── Excerpt provided
The shape and size of the intense vorticity structures in the flow differ from those where scalar gradients are intensified. This distinction is qualitatively represented by the velocity and scalar spectra. By conducting flow visualizations, it is possible to investigate the association of zones with an intense enstrophy density ($\mathcal{O}={\omega }_i{\omega }_i/2$) and high scalar dissipation density ($\mathcal{C}=g_{\theta i}{g}_{\theta i}$), and regions of intense strain magnitude ($\mathcal{S}=s_{ij}{s}_{ij}$). In forced isotropic turbulence, several regions with intense turbulent activity are observed. However, due to the three-dimensional nature of the flow, the visualizations are not as clear as those presented in Orlandi et al. [4], where a hierarchy of turbulent structures formed in the small region where the Lamb vortices collided. In the present flows, two-dimensional visualizations were performed in a plane defined by the $x_1$ and $x_3$ coordinates, covering the entire computational domain ($-\pi \le x_i\le \pi$). These visualizations revealed several spots with a high enstrophy and scalar gradient variance. To obtain a clear view of these turbulent structures, visualizations were performed for the $C6$ case at a low Reynolds number and $\mathit{Sc}=16$, focusing on a limited area ($-1\le x_i\le 1$). For the $A1$ flow case at a high Reynolds number and $\mathit{Sc}=0.5$, the structures were smaller compared to those in the $C6$ case. Therefore, the visualization area was further reduced to $-0.5\le x_i\le 0.5$.
────
> [Objectives]
[a] Answer these questions from the turbulence excerpt:
(i) Which two coordinates define the plane used for the two-dimensional visualizations?
(ii) What Schmidt number was used for the C6 case?
(iii) To what area was the visualization reduced for the A1 flow case?
[b] Extend the turbulence excerpt, picking up after its final sentence.
── Supplied entries
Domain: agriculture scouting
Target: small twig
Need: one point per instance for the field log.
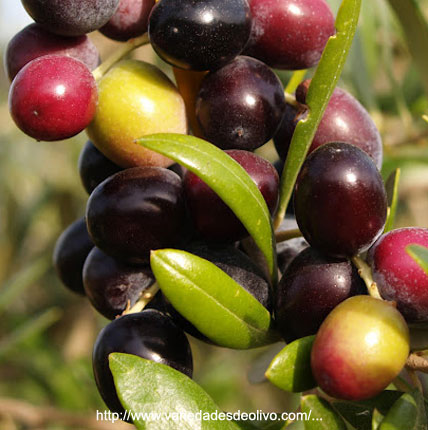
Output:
(145, 298)
(291, 100)
(129, 46)
(417, 362)
(415, 380)
(365, 272)
(283, 235)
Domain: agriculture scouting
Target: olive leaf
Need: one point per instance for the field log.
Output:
(321, 415)
(419, 253)
(407, 413)
(320, 90)
(228, 179)
(391, 186)
(211, 300)
(377, 419)
(171, 400)
(290, 370)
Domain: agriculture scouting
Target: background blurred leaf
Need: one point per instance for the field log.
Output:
(391, 186)
(30, 328)
(323, 416)
(415, 29)
(21, 281)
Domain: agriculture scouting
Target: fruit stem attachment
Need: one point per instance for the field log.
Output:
(143, 301)
(283, 235)
(415, 380)
(128, 47)
(417, 362)
(291, 100)
(365, 273)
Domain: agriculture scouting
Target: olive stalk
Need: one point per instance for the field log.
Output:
(143, 301)
(365, 273)
(283, 235)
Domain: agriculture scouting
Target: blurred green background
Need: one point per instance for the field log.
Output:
(47, 333)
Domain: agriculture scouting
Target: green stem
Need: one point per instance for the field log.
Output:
(144, 300)
(365, 272)
(128, 47)
(282, 236)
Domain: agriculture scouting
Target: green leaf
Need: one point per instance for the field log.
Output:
(144, 386)
(260, 425)
(228, 179)
(320, 90)
(360, 414)
(415, 29)
(407, 413)
(322, 415)
(392, 193)
(211, 300)
(291, 370)
(419, 253)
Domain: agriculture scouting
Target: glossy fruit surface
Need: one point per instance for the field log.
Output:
(238, 266)
(34, 41)
(148, 334)
(199, 35)
(131, 19)
(94, 167)
(135, 211)
(290, 34)
(111, 285)
(71, 17)
(344, 120)
(360, 348)
(340, 200)
(135, 99)
(398, 276)
(53, 98)
(311, 287)
(240, 106)
(71, 250)
(211, 217)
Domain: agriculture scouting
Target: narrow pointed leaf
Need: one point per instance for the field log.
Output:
(322, 86)
(322, 415)
(228, 179)
(392, 193)
(211, 300)
(290, 370)
(420, 254)
(146, 387)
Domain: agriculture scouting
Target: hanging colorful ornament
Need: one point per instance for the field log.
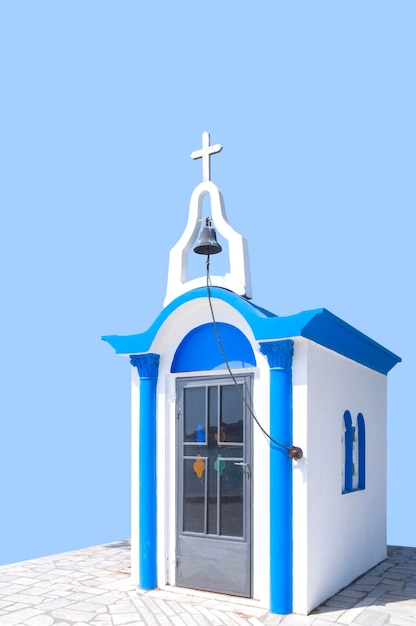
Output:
(199, 466)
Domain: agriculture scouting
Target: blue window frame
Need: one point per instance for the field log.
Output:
(354, 453)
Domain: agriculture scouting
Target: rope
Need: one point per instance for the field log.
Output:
(294, 452)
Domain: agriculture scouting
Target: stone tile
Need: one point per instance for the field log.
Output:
(67, 613)
(349, 616)
(298, 620)
(272, 620)
(372, 618)
(25, 598)
(17, 617)
(39, 620)
(398, 620)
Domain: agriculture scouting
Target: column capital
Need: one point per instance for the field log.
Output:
(279, 353)
(147, 364)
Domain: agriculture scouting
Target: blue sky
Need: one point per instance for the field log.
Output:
(101, 105)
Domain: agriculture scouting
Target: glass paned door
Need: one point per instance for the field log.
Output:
(214, 495)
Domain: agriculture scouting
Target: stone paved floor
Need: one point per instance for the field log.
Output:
(92, 587)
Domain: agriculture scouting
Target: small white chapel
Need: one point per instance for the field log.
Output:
(258, 441)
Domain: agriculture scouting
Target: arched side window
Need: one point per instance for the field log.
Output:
(361, 451)
(353, 454)
(349, 432)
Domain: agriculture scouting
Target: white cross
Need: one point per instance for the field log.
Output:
(205, 155)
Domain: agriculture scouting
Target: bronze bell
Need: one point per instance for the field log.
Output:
(207, 242)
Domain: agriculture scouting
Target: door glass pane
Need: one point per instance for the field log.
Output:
(194, 423)
(232, 425)
(212, 478)
(212, 415)
(232, 499)
(194, 477)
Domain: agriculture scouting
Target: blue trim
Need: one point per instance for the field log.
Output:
(318, 325)
(199, 350)
(147, 366)
(279, 355)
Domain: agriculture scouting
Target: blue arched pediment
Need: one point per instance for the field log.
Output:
(318, 325)
(200, 350)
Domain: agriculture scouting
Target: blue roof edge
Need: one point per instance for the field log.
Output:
(318, 325)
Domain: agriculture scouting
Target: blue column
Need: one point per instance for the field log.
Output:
(147, 366)
(279, 355)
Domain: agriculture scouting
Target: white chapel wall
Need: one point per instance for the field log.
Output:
(346, 533)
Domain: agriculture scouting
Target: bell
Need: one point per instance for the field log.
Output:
(207, 243)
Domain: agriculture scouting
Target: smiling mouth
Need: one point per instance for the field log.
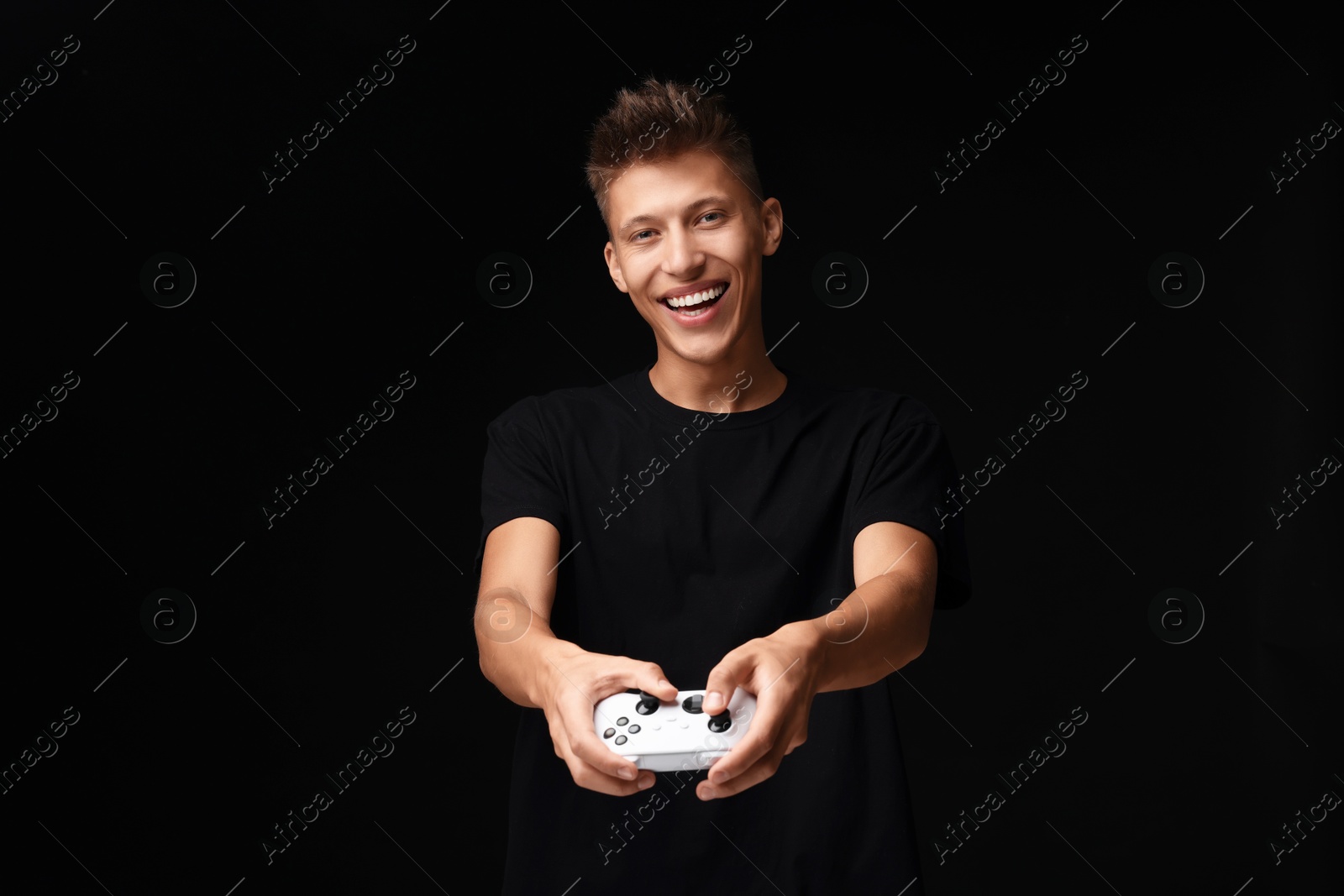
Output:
(696, 304)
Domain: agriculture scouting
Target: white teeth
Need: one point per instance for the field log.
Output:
(696, 298)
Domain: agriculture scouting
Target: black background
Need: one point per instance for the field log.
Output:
(316, 295)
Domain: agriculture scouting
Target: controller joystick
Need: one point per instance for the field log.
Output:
(674, 735)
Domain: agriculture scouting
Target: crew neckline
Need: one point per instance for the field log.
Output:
(737, 419)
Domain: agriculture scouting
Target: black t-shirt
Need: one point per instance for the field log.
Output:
(683, 535)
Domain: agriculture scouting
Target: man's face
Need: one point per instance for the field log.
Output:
(685, 228)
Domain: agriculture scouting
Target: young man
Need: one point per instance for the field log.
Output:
(710, 521)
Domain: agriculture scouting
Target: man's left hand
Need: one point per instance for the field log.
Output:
(783, 671)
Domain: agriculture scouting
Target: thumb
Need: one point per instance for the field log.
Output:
(719, 688)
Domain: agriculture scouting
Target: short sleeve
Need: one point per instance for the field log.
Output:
(519, 476)
(905, 485)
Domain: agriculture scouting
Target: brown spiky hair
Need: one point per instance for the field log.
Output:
(660, 120)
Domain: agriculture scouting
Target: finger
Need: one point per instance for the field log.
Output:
(757, 741)
(753, 775)
(651, 679)
(723, 680)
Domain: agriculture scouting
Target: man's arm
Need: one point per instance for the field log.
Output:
(531, 667)
(879, 627)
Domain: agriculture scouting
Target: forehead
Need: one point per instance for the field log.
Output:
(669, 186)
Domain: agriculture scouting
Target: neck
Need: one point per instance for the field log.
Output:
(745, 382)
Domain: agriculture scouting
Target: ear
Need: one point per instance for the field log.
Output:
(613, 268)
(772, 222)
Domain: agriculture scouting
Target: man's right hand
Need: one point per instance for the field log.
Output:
(571, 685)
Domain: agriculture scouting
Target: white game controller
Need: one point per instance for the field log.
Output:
(671, 735)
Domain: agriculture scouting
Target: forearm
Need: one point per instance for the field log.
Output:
(878, 629)
(519, 665)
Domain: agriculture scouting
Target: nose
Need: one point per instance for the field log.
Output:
(682, 257)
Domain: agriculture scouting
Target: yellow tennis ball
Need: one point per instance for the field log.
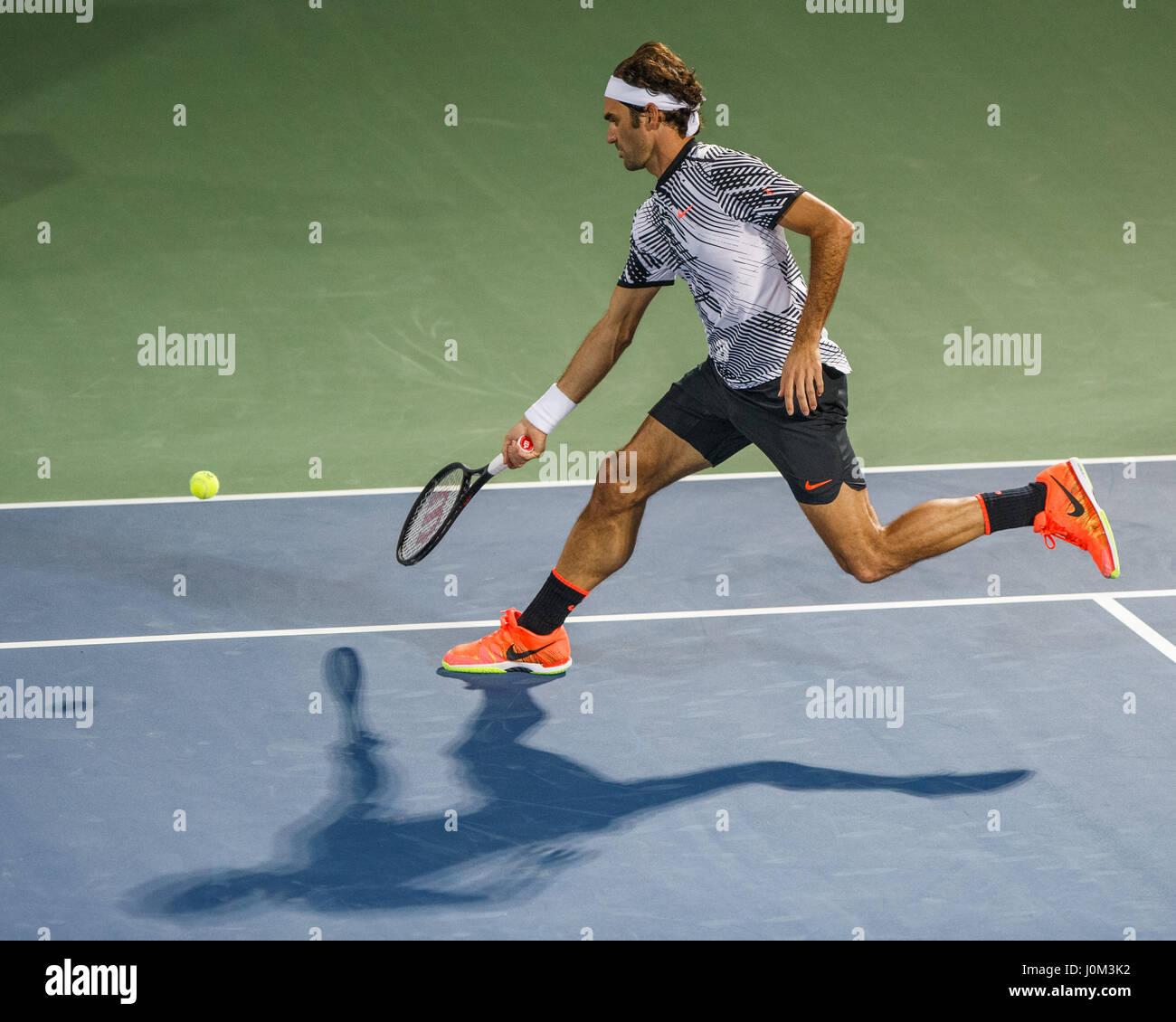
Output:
(204, 485)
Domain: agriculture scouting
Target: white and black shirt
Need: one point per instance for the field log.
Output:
(712, 220)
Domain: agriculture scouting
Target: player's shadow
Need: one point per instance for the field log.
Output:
(352, 856)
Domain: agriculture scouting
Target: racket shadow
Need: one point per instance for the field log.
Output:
(532, 810)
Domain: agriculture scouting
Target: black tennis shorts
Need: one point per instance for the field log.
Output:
(811, 451)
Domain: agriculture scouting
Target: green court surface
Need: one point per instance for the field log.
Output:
(470, 233)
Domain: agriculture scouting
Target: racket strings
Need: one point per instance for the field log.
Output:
(432, 512)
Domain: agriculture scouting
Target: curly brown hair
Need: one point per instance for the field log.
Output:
(655, 66)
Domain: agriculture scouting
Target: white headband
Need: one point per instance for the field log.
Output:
(623, 92)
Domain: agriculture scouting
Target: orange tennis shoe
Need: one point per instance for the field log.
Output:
(512, 648)
(1073, 514)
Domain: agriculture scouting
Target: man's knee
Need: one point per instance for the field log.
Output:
(616, 489)
(865, 564)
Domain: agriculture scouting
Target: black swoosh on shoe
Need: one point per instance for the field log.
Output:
(1078, 509)
(522, 654)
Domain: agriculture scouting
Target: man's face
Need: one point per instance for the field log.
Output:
(635, 145)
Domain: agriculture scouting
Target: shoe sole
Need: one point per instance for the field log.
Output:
(1080, 473)
(506, 667)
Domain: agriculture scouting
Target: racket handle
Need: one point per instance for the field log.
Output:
(498, 465)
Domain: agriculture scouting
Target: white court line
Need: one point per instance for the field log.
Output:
(716, 477)
(586, 619)
(1141, 629)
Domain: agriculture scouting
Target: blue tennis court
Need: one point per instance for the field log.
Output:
(748, 744)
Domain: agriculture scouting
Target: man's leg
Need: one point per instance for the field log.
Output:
(870, 551)
(1059, 504)
(602, 539)
(599, 544)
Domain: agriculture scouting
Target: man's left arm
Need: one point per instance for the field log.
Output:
(830, 237)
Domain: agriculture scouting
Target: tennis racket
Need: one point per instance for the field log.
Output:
(445, 497)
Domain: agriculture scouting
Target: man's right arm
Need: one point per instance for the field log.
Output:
(596, 355)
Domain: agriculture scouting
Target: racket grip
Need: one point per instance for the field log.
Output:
(498, 465)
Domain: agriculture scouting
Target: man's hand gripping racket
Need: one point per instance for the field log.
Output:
(445, 497)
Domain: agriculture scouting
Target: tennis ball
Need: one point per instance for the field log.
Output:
(204, 485)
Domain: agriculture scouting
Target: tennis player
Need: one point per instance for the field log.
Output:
(773, 378)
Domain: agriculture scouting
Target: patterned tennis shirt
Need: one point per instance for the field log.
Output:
(712, 220)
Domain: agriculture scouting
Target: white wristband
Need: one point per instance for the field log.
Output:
(549, 410)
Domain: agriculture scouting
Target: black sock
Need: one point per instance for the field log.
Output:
(1012, 508)
(552, 606)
────
> [Solved problems]
[a]
(i) x_1 and x_3
(ii) Sc = 16
(iii) −0.5 ≤ x_i ≤ 0.5

[b]
The normalized fluctuations of the above properties (${\mathcal{O}}^{\prime }$, ${\mathcal{C}}^{\prime }$, ${\mathcal{S}}^{\prime }$) can take both positive and negative values, indicating contributions greater or smaller than their mean values, respectively. These quantities are used to generate normalized PDFs and planar visualizations, as shown in Figure 7. The top row of Figure 7 shows that the three PDFs do not exhibit significant differences, and the probability of obtaining values that are five times greater than their root-mean-square value is relatively small. Furthermore, the positive tail of the PDFs is the same for both the $A1$ and $C6$ flows. The insets in Figure 7b,c indicate that there is only a Reynolds number effect on the negative values, which are associated with the shape and size of the large scales. From the PDFs alone, it can be concluded that they do not provide indications of the influence of the Reynolds number and Schmidt number on the shape and intensity of the structures.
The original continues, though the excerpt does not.